TASK INSTRUCTIONS: Going line by line through the entries below, count those that contain "pale". Give the number by itself.

◇ ◇ ◇ ◇

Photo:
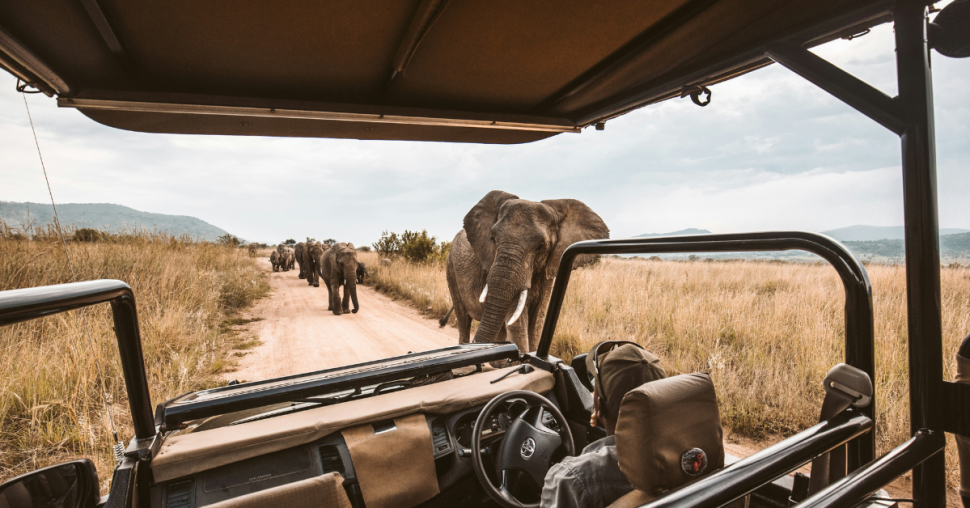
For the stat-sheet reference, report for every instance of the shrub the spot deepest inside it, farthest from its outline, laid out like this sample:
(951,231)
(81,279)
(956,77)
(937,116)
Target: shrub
(418,247)
(227,239)
(91,235)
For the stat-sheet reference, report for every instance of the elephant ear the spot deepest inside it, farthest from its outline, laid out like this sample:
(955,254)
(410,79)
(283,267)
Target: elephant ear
(577,222)
(478,225)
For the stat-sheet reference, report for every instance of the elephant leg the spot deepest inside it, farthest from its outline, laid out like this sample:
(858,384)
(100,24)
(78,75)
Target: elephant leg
(464,327)
(518,333)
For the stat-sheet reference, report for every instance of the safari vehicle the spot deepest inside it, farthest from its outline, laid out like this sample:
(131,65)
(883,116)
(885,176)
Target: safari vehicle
(435,428)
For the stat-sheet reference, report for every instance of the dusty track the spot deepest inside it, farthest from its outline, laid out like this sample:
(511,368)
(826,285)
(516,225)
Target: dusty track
(300,335)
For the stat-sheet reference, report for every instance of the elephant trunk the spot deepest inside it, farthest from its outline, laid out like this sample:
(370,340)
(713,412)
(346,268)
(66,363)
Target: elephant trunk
(506,287)
(351,281)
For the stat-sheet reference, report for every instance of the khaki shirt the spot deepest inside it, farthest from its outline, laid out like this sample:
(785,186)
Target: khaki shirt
(591,479)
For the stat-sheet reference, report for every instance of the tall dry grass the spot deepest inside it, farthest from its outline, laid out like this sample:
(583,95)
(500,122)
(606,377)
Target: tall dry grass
(51,408)
(423,284)
(766,332)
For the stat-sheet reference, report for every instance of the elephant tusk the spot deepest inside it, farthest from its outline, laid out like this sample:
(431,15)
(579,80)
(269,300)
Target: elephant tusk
(519,307)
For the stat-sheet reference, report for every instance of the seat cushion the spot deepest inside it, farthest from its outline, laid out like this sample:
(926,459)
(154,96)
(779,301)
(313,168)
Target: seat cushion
(319,492)
(669,432)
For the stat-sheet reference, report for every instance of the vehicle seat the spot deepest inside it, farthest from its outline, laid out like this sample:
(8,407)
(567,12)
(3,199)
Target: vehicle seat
(668,433)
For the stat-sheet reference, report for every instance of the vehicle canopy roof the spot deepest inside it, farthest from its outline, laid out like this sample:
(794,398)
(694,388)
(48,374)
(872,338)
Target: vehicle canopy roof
(482,71)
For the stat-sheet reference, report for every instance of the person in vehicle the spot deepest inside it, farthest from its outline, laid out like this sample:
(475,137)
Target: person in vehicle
(593,478)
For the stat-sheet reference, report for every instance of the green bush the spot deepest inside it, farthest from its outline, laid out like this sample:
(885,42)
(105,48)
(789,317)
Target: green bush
(91,235)
(413,246)
(389,244)
(227,239)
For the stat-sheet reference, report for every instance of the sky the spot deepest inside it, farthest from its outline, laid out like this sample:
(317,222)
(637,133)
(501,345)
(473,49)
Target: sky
(770,152)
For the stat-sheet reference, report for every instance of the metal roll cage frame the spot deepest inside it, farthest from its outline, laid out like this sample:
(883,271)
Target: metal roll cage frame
(936,406)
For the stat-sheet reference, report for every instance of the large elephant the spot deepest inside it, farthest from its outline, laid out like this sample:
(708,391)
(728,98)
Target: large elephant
(502,265)
(314,259)
(300,251)
(339,267)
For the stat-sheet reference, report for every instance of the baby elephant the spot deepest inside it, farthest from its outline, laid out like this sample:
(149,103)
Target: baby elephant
(339,267)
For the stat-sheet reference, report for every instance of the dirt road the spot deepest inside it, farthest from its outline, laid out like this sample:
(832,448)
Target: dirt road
(300,335)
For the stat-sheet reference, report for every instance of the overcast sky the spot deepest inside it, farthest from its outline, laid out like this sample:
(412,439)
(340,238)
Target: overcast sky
(770,152)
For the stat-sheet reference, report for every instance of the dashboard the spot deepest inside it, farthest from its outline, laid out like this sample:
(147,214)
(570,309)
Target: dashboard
(451,437)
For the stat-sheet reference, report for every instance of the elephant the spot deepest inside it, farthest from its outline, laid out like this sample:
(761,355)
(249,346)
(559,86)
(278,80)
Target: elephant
(274,259)
(314,260)
(300,251)
(287,259)
(339,267)
(502,265)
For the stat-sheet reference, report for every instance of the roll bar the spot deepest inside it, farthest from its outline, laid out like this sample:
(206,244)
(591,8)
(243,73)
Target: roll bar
(25,304)
(859,328)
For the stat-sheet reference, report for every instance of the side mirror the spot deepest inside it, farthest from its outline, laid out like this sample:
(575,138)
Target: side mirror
(69,485)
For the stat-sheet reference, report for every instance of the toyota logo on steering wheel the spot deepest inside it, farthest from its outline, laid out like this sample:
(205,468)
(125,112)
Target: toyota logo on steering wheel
(528,448)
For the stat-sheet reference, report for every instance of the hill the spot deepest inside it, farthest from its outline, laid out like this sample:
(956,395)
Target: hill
(860,233)
(951,247)
(108,217)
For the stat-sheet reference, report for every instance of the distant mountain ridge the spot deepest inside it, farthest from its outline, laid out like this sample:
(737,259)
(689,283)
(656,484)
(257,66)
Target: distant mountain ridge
(108,217)
(869,243)
(688,231)
(860,233)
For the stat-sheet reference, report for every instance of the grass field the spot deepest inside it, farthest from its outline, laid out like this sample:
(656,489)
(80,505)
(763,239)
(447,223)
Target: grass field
(51,408)
(766,332)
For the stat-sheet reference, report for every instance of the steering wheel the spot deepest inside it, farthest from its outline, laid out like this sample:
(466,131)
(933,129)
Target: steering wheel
(527,446)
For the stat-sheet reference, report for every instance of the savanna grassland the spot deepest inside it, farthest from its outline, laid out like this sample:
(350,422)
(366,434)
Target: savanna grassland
(766,332)
(187,293)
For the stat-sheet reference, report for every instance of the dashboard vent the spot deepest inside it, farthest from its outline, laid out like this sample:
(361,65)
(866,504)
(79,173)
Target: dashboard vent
(330,458)
(439,437)
(180,494)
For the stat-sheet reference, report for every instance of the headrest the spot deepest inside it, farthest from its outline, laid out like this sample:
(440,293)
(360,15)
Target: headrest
(669,432)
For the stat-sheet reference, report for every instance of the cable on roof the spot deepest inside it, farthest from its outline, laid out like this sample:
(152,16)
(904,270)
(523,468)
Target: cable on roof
(118,448)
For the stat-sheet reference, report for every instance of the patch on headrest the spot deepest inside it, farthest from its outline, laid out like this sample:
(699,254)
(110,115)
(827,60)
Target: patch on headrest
(661,419)
(693,462)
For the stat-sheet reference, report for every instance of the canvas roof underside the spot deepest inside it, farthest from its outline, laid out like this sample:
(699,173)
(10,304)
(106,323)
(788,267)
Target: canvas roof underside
(488,71)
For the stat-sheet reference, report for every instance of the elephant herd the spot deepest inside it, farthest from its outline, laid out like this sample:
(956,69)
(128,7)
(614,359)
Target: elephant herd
(502,265)
(500,269)
(336,265)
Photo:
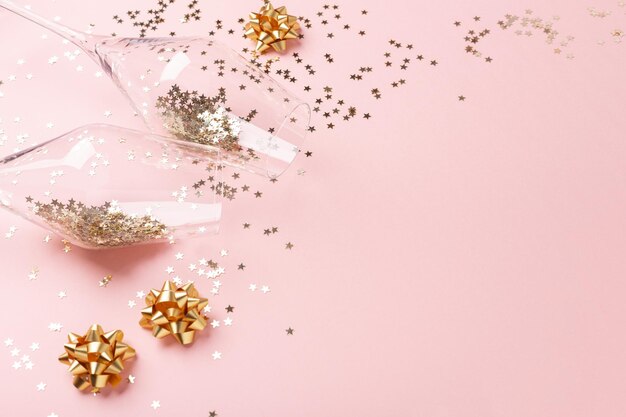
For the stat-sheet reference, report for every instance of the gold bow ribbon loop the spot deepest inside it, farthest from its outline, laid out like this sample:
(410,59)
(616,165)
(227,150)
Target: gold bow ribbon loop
(272,28)
(175,311)
(96,358)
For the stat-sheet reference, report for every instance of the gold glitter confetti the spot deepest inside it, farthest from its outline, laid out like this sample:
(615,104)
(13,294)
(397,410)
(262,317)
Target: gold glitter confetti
(96,359)
(105,281)
(200,119)
(98,226)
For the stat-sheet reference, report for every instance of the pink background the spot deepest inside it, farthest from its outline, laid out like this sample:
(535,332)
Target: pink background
(451,258)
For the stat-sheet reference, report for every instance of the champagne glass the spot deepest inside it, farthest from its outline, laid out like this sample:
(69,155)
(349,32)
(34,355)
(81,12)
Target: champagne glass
(200,91)
(102,186)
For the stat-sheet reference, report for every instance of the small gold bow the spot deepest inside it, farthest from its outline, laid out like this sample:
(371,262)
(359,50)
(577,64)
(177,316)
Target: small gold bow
(96,358)
(174,310)
(272,28)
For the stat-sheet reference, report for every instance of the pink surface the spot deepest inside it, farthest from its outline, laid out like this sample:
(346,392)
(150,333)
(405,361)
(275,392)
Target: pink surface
(451,258)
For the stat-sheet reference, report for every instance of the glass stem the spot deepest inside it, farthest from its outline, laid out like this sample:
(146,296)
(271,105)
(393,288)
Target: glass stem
(83,40)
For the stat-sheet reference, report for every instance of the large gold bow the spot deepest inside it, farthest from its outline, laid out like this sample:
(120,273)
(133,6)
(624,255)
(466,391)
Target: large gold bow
(272,28)
(174,310)
(97,358)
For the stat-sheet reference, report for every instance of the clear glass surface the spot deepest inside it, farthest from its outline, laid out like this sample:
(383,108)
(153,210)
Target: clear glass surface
(198,90)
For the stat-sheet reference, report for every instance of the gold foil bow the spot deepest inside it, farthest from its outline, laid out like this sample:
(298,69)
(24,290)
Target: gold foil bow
(272,28)
(176,311)
(97,358)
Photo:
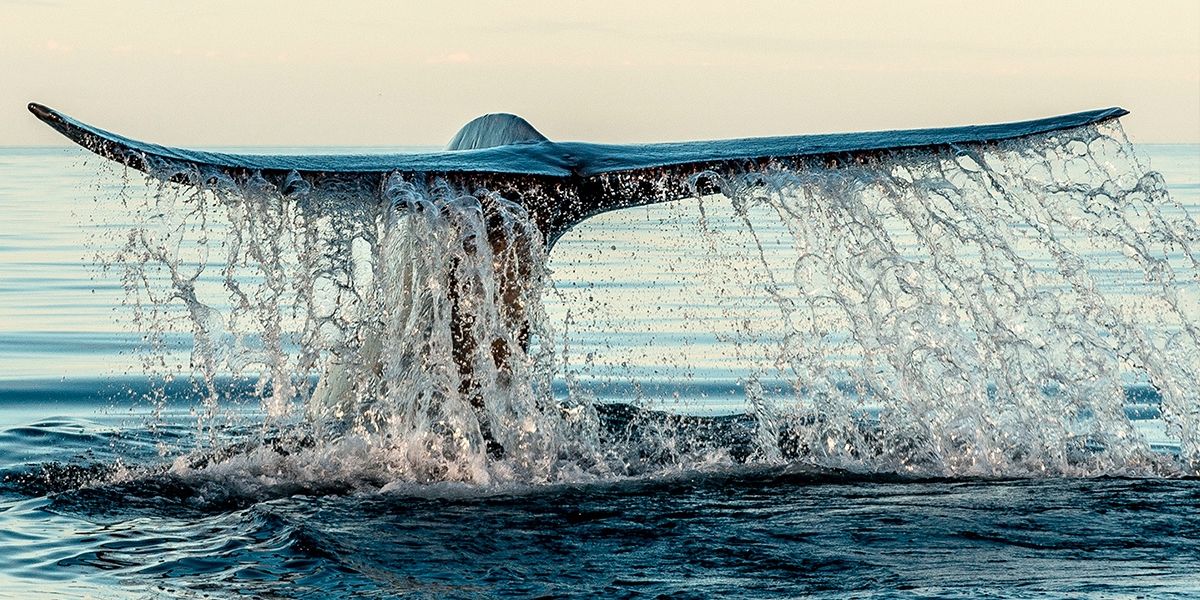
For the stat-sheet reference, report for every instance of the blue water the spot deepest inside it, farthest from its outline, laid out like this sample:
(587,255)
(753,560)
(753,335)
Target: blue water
(94,502)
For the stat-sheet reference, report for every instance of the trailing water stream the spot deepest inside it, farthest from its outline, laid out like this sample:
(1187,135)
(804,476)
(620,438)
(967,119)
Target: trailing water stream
(936,313)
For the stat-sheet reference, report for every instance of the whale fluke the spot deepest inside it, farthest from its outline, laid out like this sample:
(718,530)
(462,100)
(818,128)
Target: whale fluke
(559,183)
(495,130)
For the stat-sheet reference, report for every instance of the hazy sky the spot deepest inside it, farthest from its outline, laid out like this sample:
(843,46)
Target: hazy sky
(305,72)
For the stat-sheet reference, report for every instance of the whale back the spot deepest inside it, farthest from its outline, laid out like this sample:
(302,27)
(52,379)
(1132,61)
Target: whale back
(495,130)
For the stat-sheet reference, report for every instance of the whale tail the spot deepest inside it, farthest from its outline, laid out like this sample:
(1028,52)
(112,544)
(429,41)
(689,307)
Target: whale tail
(559,183)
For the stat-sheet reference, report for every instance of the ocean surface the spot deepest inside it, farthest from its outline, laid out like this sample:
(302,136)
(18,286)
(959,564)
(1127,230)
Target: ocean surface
(109,486)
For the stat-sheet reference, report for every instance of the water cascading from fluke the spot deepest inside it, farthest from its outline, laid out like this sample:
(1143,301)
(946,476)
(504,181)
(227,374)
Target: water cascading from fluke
(936,312)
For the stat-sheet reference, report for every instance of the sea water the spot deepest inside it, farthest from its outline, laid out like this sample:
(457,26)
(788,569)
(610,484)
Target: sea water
(919,376)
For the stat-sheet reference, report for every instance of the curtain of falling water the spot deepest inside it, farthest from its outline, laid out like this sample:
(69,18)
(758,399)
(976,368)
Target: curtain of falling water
(941,313)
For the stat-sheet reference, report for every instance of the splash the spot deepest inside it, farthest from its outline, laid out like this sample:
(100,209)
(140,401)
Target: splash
(931,312)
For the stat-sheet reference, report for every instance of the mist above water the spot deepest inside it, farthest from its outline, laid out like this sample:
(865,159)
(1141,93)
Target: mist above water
(928,312)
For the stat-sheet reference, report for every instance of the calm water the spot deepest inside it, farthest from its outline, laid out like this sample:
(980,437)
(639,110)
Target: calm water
(89,507)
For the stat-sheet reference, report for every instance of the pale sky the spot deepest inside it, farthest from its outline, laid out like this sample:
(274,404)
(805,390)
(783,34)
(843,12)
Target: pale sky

◇ ◇ ◇ ◇

WRITTEN RESPONSE: 2